▶ _Work required_:
Among the records below, find the lines containing "image" and state only how many there are.

─── Exercise material

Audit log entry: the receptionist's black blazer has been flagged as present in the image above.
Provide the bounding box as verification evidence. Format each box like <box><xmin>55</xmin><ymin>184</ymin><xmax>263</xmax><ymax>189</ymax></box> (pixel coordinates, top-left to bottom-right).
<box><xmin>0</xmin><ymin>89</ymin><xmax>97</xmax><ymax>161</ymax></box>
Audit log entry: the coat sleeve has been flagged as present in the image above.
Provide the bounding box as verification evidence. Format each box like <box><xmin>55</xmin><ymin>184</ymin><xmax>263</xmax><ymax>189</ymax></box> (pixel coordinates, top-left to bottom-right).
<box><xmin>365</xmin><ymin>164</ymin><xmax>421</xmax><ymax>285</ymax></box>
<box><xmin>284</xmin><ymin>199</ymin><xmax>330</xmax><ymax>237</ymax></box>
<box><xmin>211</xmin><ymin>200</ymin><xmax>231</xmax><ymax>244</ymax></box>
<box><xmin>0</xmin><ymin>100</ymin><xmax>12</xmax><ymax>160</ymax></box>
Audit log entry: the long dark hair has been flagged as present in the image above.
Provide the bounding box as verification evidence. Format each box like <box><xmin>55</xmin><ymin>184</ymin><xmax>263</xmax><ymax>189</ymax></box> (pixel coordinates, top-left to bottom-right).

──────

▶ _The answer_:
3